» **Work to be completed**:
Write out the part of the listing below word for word, starting at the line that contains "Q. Locate the water reflection;" and ending at the line that contains "pixel 98 119", with both of those lines included.

» **Records supplied**:
## begin
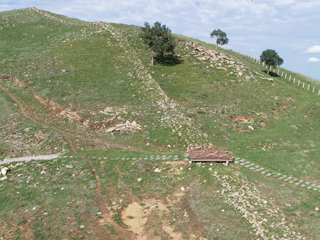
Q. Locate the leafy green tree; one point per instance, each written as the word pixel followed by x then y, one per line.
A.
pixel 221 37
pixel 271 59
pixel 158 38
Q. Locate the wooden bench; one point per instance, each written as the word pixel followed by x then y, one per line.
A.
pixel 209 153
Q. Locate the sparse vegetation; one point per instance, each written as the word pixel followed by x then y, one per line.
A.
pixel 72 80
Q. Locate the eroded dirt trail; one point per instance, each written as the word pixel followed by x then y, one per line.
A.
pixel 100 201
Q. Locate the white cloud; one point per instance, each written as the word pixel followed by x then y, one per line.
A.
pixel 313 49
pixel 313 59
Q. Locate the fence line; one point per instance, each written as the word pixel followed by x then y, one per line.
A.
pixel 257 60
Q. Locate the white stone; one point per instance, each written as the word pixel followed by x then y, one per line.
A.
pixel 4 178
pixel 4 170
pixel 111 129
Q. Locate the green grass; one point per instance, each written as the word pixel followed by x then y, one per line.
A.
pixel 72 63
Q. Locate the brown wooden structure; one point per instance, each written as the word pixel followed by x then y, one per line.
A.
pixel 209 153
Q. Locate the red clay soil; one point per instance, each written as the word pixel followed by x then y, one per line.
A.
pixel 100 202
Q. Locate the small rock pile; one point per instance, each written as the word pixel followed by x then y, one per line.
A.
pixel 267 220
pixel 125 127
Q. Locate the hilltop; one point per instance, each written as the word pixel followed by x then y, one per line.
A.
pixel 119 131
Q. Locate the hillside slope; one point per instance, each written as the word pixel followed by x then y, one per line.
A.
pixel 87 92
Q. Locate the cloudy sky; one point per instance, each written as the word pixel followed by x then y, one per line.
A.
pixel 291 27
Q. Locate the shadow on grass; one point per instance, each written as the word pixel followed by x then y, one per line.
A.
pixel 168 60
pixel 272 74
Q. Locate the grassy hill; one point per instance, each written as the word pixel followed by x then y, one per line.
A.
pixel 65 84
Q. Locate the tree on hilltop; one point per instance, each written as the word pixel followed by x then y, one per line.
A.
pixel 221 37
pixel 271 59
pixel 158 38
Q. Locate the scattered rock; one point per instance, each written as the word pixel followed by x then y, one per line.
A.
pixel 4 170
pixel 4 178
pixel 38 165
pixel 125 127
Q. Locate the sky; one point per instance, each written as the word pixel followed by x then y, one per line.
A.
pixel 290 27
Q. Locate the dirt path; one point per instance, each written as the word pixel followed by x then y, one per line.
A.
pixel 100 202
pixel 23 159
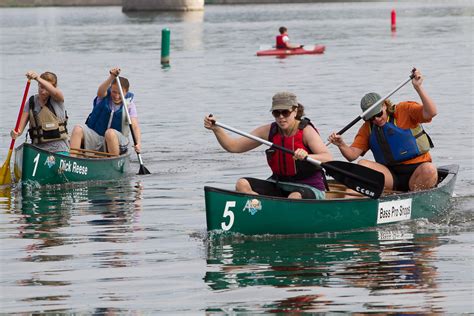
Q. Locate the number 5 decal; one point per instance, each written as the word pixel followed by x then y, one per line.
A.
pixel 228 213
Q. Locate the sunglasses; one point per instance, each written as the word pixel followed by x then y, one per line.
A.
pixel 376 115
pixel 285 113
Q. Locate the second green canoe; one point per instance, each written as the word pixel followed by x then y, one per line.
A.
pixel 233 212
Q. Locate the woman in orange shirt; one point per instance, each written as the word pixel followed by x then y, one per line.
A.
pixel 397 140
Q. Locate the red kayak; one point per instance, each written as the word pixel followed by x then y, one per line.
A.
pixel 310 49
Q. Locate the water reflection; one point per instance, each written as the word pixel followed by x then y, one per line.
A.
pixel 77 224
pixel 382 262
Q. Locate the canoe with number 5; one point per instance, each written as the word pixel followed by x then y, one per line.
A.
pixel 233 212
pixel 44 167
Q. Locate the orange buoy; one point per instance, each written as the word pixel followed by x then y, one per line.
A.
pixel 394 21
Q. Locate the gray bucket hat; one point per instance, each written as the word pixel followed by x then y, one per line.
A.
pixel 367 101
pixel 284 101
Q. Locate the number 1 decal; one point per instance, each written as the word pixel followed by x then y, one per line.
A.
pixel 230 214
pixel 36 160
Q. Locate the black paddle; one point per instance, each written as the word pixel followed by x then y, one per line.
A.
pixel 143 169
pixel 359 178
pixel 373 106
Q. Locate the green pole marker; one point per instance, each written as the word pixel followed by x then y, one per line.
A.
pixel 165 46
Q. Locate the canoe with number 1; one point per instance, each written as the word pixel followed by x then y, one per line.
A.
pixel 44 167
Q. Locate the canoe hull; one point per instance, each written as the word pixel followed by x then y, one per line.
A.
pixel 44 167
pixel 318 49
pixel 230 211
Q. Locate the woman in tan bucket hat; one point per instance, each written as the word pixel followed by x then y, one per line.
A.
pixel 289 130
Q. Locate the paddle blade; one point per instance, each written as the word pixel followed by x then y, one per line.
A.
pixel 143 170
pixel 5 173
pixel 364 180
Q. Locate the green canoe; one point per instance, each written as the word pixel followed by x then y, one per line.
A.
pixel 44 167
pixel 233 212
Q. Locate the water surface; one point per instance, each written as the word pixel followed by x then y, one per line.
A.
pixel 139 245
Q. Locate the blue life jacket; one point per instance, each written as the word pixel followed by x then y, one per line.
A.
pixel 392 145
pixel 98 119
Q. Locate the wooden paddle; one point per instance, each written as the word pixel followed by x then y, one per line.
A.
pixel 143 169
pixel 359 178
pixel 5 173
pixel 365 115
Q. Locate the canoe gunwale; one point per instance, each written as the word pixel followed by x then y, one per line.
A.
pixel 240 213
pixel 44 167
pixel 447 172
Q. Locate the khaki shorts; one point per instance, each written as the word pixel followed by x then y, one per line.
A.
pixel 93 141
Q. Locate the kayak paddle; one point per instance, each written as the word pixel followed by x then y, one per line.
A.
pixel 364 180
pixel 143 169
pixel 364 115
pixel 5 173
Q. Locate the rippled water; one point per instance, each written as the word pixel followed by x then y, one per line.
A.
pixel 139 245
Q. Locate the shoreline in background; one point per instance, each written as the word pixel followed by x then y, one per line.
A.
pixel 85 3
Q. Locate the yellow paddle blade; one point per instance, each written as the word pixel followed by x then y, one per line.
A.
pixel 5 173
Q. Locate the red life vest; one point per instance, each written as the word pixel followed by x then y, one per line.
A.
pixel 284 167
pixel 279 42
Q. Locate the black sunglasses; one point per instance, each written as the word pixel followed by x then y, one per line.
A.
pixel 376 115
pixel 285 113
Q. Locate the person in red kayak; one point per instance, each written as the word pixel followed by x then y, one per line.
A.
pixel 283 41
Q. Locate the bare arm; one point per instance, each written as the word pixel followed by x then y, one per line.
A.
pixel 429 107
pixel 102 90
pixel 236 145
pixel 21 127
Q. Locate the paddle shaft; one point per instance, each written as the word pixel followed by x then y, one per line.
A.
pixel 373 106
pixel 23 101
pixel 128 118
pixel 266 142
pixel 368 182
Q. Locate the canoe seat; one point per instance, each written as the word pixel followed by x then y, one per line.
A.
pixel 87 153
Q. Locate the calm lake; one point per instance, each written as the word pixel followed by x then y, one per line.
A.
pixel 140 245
## end
» **Full output**:
Q. Locate the water reflection; one point per instance, each written as the word pixel followed by x then y, one per line.
A.
pixel 77 224
pixel 382 262
Q. Locate the canoe with number 5; one point per instance, each written as the word pixel followed by x then y, one per line.
A.
pixel 233 212
pixel 44 167
Q. Locate the orange buoy; one point per instance, each written as the word pixel followed by x then y, one per line.
A.
pixel 394 21
Q. Locate the gray bucket hat; one point per instance, each written as the word pixel followed by x then y, one per line.
A.
pixel 367 101
pixel 284 101
Q. Locate the number 1 decal; one point per instance, each written as the word pixel followed by x then y, one per line.
A.
pixel 230 214
pixel 36 160
Q. Locate the black paddle; one point per instance, each written as the word pixel followed by x then y, one per line.
A.
pixel 143 169
pixel 359 178
pixel 373 106
Q. Locate the green pole marker; one point per instance, each written as the word pixel followed by x then y, one per line.
A.
pixel 165 46
Q. Locate the canoe with number 1; one point per instance, each written as the word pixel followed by x then y, one per line.
A.
pixel 44 167
Q. Locate the canoe hull; one point per instance, each written as the word pixel followed by x then y, one per line.
A.
pixel 44 167
pixel 318 49
pixel 230 211
Q. Locate the woman in tan bucket hat; one point per instance, each written as the word pixel followed by x then y, one per line.
A.
pixel 289 130
Q. Locate the paddle blade; one point per instance, each written as the word pixel followed by x then y, one per line.
A.
pixel 143 170
pixel 5 173
pixel 364 180
Q. Locate the green canoe; one point per instance, each written as the word pixel followed by x then y, one per line.
A.
pixel 44 167
pixel 233 212
Q. Locate the water surface; one point per instance, each written as the word pixel followed by x then y, one per line.
A.
pixel 139 245
Q. Locate the blue life jacket; one point per instance, each written as the word pixel followed by x then y, one per line.
A.
pixel 392 145
pixel 98 119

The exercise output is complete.